▼

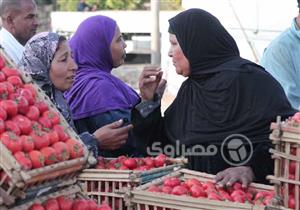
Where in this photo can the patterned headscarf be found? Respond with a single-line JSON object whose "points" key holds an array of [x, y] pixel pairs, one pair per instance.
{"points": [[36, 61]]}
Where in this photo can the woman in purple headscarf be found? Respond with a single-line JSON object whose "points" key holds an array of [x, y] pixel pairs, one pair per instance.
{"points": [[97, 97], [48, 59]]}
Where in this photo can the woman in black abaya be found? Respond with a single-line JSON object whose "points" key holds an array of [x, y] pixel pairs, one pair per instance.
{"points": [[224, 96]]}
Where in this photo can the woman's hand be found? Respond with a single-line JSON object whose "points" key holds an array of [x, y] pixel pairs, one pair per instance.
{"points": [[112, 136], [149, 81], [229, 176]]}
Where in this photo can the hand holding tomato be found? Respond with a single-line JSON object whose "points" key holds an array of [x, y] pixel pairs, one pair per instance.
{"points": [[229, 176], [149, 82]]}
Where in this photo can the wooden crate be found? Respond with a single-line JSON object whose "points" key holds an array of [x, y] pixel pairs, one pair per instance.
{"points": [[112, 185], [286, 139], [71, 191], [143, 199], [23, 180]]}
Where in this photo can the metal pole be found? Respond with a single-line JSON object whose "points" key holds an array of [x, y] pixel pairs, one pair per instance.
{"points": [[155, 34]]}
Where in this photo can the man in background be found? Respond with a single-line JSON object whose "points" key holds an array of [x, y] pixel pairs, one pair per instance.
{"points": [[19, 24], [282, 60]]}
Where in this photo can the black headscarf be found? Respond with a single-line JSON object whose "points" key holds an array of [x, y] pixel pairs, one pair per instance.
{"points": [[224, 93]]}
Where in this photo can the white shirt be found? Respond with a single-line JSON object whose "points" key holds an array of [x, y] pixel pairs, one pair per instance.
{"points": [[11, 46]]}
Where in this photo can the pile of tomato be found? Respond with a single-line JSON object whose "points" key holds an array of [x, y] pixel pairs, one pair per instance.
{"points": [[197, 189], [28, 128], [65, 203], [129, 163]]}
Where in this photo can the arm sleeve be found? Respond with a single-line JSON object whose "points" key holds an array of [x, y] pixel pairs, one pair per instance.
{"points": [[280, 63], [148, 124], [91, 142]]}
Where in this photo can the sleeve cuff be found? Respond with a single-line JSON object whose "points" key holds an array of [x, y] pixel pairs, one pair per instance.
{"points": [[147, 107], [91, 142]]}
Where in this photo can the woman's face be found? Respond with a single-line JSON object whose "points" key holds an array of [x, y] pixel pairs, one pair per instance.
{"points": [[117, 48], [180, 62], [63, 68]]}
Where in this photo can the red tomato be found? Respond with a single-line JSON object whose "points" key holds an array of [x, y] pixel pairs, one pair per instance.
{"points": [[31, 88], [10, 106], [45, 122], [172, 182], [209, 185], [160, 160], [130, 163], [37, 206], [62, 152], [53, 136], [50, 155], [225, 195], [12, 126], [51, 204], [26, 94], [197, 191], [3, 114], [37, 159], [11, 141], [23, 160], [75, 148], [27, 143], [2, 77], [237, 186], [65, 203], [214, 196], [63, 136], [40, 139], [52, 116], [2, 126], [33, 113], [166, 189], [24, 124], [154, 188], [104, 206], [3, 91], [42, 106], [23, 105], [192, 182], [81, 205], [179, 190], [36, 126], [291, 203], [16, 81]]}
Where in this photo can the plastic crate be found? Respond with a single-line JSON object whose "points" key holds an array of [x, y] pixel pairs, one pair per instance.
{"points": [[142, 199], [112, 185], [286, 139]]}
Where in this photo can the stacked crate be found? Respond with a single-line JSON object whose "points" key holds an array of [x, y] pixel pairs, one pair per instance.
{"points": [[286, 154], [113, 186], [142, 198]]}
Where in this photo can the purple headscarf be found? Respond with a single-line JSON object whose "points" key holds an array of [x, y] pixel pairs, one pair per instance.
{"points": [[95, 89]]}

▲

EXERCISE BRIEF :: Return each line of the material above verbatim, omitting the pictures.

TASK OUTPUT ::
Where in this photo can the patterned headscarf be found? Respond with a single-line JSON object whose "points" key holds an array of [x, y] pixel pairs, one pair per instance.
{"points": [[36, 61]]}
Where in this photo can the woman in purple headscarf be found? Respond with a single-line JSON object whose "points" key holds an array of [x, y] pixel pairs, one pair per instance.
{"points": [[97, 97], [48, 59]]}
Where in this photo can the woman in black abaya be found? Respond with a single-line JSON object whose "points" key holds an array of [x, y] pixel pairs, one pair per instance.
{"points": [[224, 96]]}
Where in this photo can the woman's hand be found? Respond with a single-line JSON object whose "points" key holds an array of [x, y] pixel pairs, one pair per instance.
{"points": [[112, 136], [149, 81], [229, 176]]}
Where in this photo can the hand holding tomato be found? Respond with a single-line JSON object whose "points" key holds an array of [x, y] pixel pairs, one pair per instance.
{"points": [[229, 176], [149, 82]]}
Where in this photo can the wooden crate be found? Respond with a single-line JSON object whose "points" key holds an array of [x, y] pixel pairs, one pair per instance.
{"points": [[112, 185], [286, 139], [71, 191], [143, 199], [23, 180]]}
Where in this photo can the metal pole be found? Respond with a single-line JSON object whose "points" key holds an array of [x, y] pixel pairs, one pair per instance.
{"points": [[155, 34]]}
Where in this photo can the man in background be found? Respond with a single-line JSON object whose "points" key holds an array of [x, y] pixel pairs, one pair per instance.
{"points": [[19, 24], [282, 60]]}
Where in this photo can the black headscarf be found? Respond with a single-line JSON object whose "points" key holds an array of [x, y] pixel pairs, one pair per instance.
{"points": [[224, 93]]}
Where in this photo can the white shirt be found? Respond with a single-line JSON object whose "points" key holds an array of [x, y] pixel pairs, one pair per instance.
{"points": [[11, 46]]}
Where in this photo can the pile of tomato be found? Respond with a single-line JSON object whose "points" key holds an array of [x, y] pixel pairs, one pair per instance.
{"points": [[197, 189], [28, 128], [65, 203], [129, 163]]}
Where in this photo can the arm sleeve be found? Respond with a single-line JSON object whose "points" key holds an array of [x, y] pixel pairs, one pair per instance.
{"points": [[280, 63], [148, 124], [91, 142]]}
Where in this photo can the sleeve cuff be found? Respond with a single-line JSON object whose "points" key holds an array of [x, y] pixel pairs, one pair per instance.
{"points": [[147, 107], [91, 142]]}
Where in this photo can the woman's face be found? Respond with a single-line JSON object whose "points" key holds an array of [x, y] pixel pairs, one pair per instance.
{"points": [[117, 48], [180, 62], [63, 68]]}
Where in this photo can the red tomato be found? Respond with a single-line JSON object whose "points" key holds an array of [x, y] pixel pairs, one pair per instance.
{"points": [[31, 88], [10, 106], [45, 122], [172, 182], [209, 185], [160, 160], [130, 163], [37, 206], [62, 152], [53, 136], [50, 155], [225, 195], [12, 126], [51, 204], [26, 94], [197, 191], [3, 114], [37, 159], [11, 141], [23, 160], [75, 148], [27, 143], [2, 77], [237, 186], [65, 203], [214, 196], [63, 136], [40, 139], [52, 116], [2, 126], [33, 113], [166, 189], [24, 124], [154, 188], [104, 206], [3, 91], [42, 106], [23, 105], [192, 182], [81, 205], [179, 190], [36, 126], [291, 203], [16, 81]]}
Where in this photo can the plastic crate be found? Respond with a single-line JSON object whose "points" key holds an array of [x, y] pixel pairs, one pair per instance.
{"points": [[142, 199], [112, 185], [286, 139]]}
Where in this photo can the stacked crate be found? Respond with a single-line JSON object whose "points" key holds an array of [x, y] pixel pairs, one pair per instance.
{"points": [[286, 154], [113, 186], [142, 198]]}
Where in this photo can the purple headscarf be found? Respond with a single-line JSON object whose "points" key holds an array of [x, y] pixel pairs, one pair per instance.
{"points": [[95, 89]]}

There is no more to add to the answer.